→ TASKS AND EXERCISES
(a) Reproduce the passage from the text on scary movies word for word, starting at "I understand that" and ending at "to be fearless?".
(b) Duplicate the lines of the records exactly as they appear, starting at the line containing "point: the colorful" and ending at the last line of the records, both included. Give only those lines.

→ SELECTED EXTRACT
I know I have mentioned on here before about people's defense mechanisms and they will have a tendency to react certain was, but it got me wondering. The audience, although they would scream and jump when something freaky happened; afterwards, it would turn to hysterical laughter.

I understand that is part of the fun of seeing scary movies in theaters but it ultimately came across to me as saying the audience wasn't truly scared. They were startled and then that gave way and they were fine.

My question is this: How do you scare an audience that seems to be fearless?

Based on the reaction of the audience, Once the film was over only a small number were actually scared and bolted out of the theater but the over-whelming mass wasn't.

Any thoughts?

Well, the first thing that you have to understand is that people use the word itself in different ways and that people who are going to see "scary" movies are often going for very different experiences and have very different expectations of what "scares" in movies are -- of what a "horror" movie is -- of what they expect those kinds of movies to deliver to them -- and so what might satisfy one viewer's expectation might very well fail to deliver to another.

I found myself in just such a situation with a development exec on a project I was working on, which was much more of a science fiction thriller and she kept saying, we're looking to make this more of a horror movie. We want more horror in it -- so I'd be writing it more in the direction of what *I* considered to be horror -- more sort of creepy stalking suspenseful stuff -- and I'd keeping the note -- "No, we want more *horror.*" -- Until I finally realized that what she meant by horror was -- more shocking bloody gratuitous gory violence. That, to her, was what a horror movie was. A "Saw" movie, or Hostel, or one of those things.

And the fact is, for a lot of people, that's what a horror movie -- that's what a scary movie is. The goal is to experience something like what people want when they go on ever higher and more extreme roller coasters -- can I take every more gruesome and grotesque visual shocks.

→ DATASET
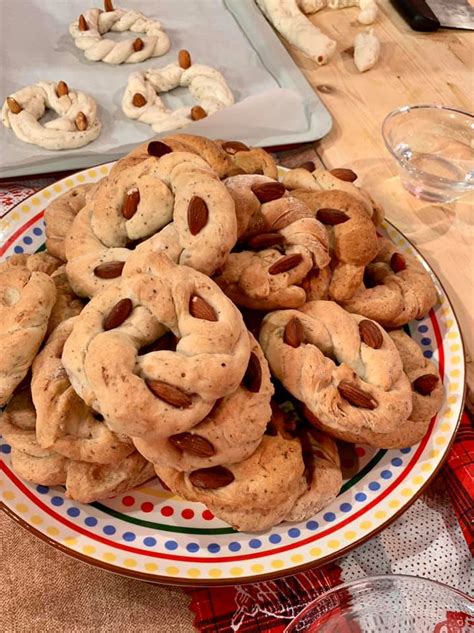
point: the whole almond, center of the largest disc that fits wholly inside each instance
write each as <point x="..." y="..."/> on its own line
<point x="397" y="263"/>
<point x="62" y="89"/>
<point x="130" y="204"/>
<point x="286" y="263"/>
<point x="169" y="394"/>
<point x="13" y="105"/>
<point x="184" y="58"/>
<point x="265" y="240"/>
<point x="158" y="149"/>
<point x="83" y="26"/>
<point x="267" y="191"/>
<point x="293" y="334"/>
<point x="198" y="215"/>
<point x="424" y="385"/>
<point x="357" y="397"/>
<point x="332" y="216"/>
<point x="138" y="100"/>
<point x="200" y="309"/>
<point x="81" y="121"/>
<point x="252" y="379"/>
<point x="211" y="478"/>
<point x="232" y="147"/>
<point x="193" y="443"/>
<point x="198" y="113"/>
<point x="344" y="174"/>
<point x="138" y="44"/>
<point x="119" y="313"/>
<point x="371" y="334"/>
<point x="109" y="270"/>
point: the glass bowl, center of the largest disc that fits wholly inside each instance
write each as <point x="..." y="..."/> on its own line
<point x="433" y="147"/>
<point x="388" y="604"/>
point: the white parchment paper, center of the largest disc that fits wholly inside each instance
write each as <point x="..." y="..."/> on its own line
<point x="36" y="45"/>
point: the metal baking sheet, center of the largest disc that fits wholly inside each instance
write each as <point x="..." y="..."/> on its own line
<point x="231" y="35"/>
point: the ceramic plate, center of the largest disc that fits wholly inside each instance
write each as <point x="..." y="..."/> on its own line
<point x="147" y="533"/>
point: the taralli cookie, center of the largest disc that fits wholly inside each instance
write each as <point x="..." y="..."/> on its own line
<point x="64" y="422"/>
<point x="336" y="179"/>
<point x="89" y="30"/>
<point x="252" y="495"/>
<point x="202" y="232"/>
<point x="84" y="482"/>
<point x="59" y="216"/>
<point x="141" y="100"/>
<point x="140" y="391"/>
<point x="396" y="289"/>
<point x="344" y="368"/>
<point x="27" y="298"/>
<point x="352" y="234"/>
<point x="76" y="125"/>
<point x="230" y="433"/>
<point x="427" y="388"/>
<point x="249" y="160"/>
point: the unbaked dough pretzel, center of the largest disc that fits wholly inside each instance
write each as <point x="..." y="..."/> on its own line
<point x="64" y="422"/>
<point x="321" y="179"/>
<point x="344" y="368"/>
<point x="396" y="288"/>
<point x="163" y="392"/>
<point x="207" y="85"/>
<point x="353" y="238"/>
<point x="230" y="433"/>
<point x="288" y="19"/>
<point x="59" y="215"/>
<point x="27" y="297"/>
<point x="202" y="232"/>
<point x="84" y="482"/>
<point x="77" y="123"/>
<point x="89" y="29"/>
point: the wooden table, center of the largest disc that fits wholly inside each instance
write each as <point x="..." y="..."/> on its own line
<point x="413" y="68"/>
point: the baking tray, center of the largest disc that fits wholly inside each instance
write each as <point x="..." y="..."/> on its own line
<point x="231" y="35"/>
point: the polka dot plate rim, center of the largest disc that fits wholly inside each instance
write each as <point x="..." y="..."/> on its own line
<point x="151" y="535"/>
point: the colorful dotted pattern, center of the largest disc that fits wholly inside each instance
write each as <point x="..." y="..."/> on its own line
<point x="189" y="538"/>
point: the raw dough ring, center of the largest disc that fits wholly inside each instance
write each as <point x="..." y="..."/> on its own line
<point x="77" y="123"/>
<point x="207" y="85"/>
<point x="141" y="391"/>
<point x="88" y="34"/>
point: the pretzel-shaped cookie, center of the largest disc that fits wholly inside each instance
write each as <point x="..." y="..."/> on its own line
<point x="27" y="298"/>
<point x="77" y="123"/>
<point x="291" y="475"/>
<point x="286" y="242"/>
<point x="230" y="433"/>
<point x="64" y="422"/>
<point x="125" y="208"/>
<point x="396" y="289"/>
<point x="336" y="179"/>
<point x="343" y="367"/>
<point x="207" y="86"/>
<point x="84" y="482"/>
<point x="352" y="236"/>
<point x="89" y="29"/>
<point x="59" y="216"/>
<point x="160" y="393"/>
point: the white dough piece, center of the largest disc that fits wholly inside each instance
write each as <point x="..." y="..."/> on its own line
<point x="97" y="48"/>
<point x="366" y="50"/>
<point x="205" y="84"/>
<point x="59" y="133"/>
<point x="288" y="19"/>
<point x="368" y="8"/>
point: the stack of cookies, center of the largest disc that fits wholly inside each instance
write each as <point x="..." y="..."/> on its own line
<point x="233" y="331"/>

→ THE RESULTS
(a)
I understand that is part of the fun of seeing scary movies in theaters but it ultimately came across to me as saying the audience wasn't truly scared. They were startled and then that gave way and they were fine.

My question is this: How do you scare an audience that seems to be fearless?

(b)
point: the colorful dotted pattern, center of the largest disc that fits wholly inside each instance
write each as <point x="..." y="..."/> on its own line
<point x="189" y="538"/>
point: the raw dough ring, center of the largest disc that fits wholly inside each instance
write each as <point x="..." y="..."/> on its own line
<point x="77" y="123"/>
<point x="207" y="85"/>
<point x="141" y="391"/>
<point x="88" y="34"/>
point: the pretzel-shaped cookie, center of the largest disc that fits wholly inside each instance
write each as <point x="..." y="..."/> on its own line
<point x="27" y="298"/>
<point x="77" y="123"/>
<point x="291" y="475"/>
<point x="286" y="242"/>
<point x="230" y="433"/>
<point x="64" y="422"/>
<point x="125" y="208"/>
<point x="396" y="289"/>
<point x="336" y="179"/>
<point x="343" y="367"/>
<point x="207" y="86"/>
<point x="84" y="482"/>
<point x="352" y="236"/>
<point x="89" y="29"/>
<point x="59" y="216"/>
<point x="160" y="393"/>
point: the white dough piece, center of the largest disc that fits wholly inside each instance
write each as <point x="..." y="..."/> on its own line
<point x="97" y="48"/>
<point x="366" y="50"/>
<point x="205" y="84"/>
<point x="59" y="133"/>
<point x="288" y="19"/>
<point x="368" y="8"/>
point: the stack of cookies, center of the largest disc that fits wholly inside each instance
write each as <point x="..." y="..."/> on its own line
<point x="233" y="331"/>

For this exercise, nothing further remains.